Terug naar overzicht

Wat is de beste voeding tijdens een rit?

De tijd om lekker op je fiets te springen en buiten langere ritten te gaan rijden breekt een tijdje aangebroken. De meeste wielrenners hebben een kwalitatief goede (en ultra lichte al dan niet carbon) racefiets en een strakke outfit (vaak in match met de sokken en als het kan ook met de helm ) en hopen zo hun strava PR’tjes of klassementen te verbeteren (ik kan het weten, ik maak mij daar ook regelmatig schuldig aan). Wat helaas niet altijd even goed wordt aangepakt is het stukje voeding, terwijl dat eigenlijk één van belangrijkste pijlers is om goed te kunnen presteren. Ben je namelijk net lekker op dreef, kom je de figuurlijke man of vrouw met de hamer tegen, omdat je niet genoeg of goed hebt gegeten. Wil je op een mooi recht stukje even flink aanzetten, schiet de kramp ineens in je benen, omdat je te weinig hebt gedronken. Uiteraard wil je dit zoveel mogelijk voorkomen! Vandaar dat ik je in 3 blogs de richtlijnen omtrent voeding voor, tijdens en na het wielrennen ga uitleggen. Zo zorg jij ervoor dat jij het stukje voeding wel op orde hebt en het juist een positieve invloed heeft op je rit!

Deel 2: Voeding tijdens het wielrennen

Tijdens:

In mijn vorige blog heb ik je al meer verteld over voeding voor het wielrennen. Daarmee leg je de basis om goed te starten. Uiteraard is het van belang om ook tijdens het wielrennen voldoende energie te behouden. Hoe en wat dan het beste is om te doen, leg ik je in deze blog uit.

- **Gegevens**
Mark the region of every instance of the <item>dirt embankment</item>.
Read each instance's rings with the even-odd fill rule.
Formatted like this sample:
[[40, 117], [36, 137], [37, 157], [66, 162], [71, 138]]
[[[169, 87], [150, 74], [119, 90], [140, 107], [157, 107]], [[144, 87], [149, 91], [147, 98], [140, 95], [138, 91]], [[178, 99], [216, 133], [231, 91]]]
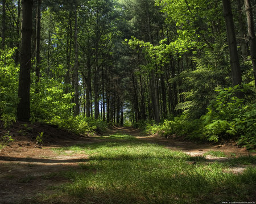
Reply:
[[[36, 139], [41, 132], [44, 133], [42, 146]], [[1, 137], [7, 133], [0, 129]], [[105, 135], [116, 133], [131, 135], [142, 141], [182, 151], [191, 156], [202, 155], [210, 150], [237, 155], [255, 155], [235, 146], [195, 144], [156, 136], [143, 137], [140, 135], [138, 130], [130, 127], [114, 128]], [[40, 193], [53, 194], [54, 188], [51, 186], [69, 182], [56, 175], [71, 168], [80, 171], [79, 164], [88, 158], [84, 154], [59, 155], [53, 151], [52, 148], [101, 141], [99, 136], [79, 137], [55, 126], [40, 124], [17, 123], [10, 129], [9, 134], [15, 141], [0, 150], [0, 203], [29, 203], [32, 198]], [[226, 159], [210, 156], [207, 159], [209, 162]], [[245, 167], [237, 168], [242, 168], [234, 170], [235, 173], [242, 172]]]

- **Opdrachten**
1) Beantwoord met behulp van het tekstfragment de volgende vragen:
(a) In hoeveel blogs legt de schrijver de richtlijnen over voeding uit?
(b) Wat is de titel van deel 2?
(c) Waarover ging de vorige blog van de schrijver?
2) Noem alle momenten rond het wielrennen waarvoor het tekstfragment voedingsrichtlijnen belooft.
3) Geef voor elke bewering aan of ze klopt met het tekstfragment. Antwoord met ja of nee en citeer de woorden uit de tekst die de doorslag geven.
(a) De schrijver probeert zelf nooit Strava-records te verbeteren.
(b) Kramp in de benen kan komen doordat je te weinig hebt gedronken.
(c) Voeding wordt door wielrenners altijd goed aangepakt.

- **Antwoorden**
1)
(a) In 3 blogs.
(b) Voeding tijdens het wielrennen.
(c) Over voeding voor het wielrennen.

2)
- voor het wielrennen
- tijdens het wielrennen
- na het wielrennen

3)
(a) Nee: "ik maak mij daar ook regelmatig schuldig aan"
(b) Ja: "schiet de kramp ineens in je benen, omdat je te weinig hebt gedronken"
(c) Nee: "Wat helaas niet altijd even goed wordt aangepakt is het stukje voeding"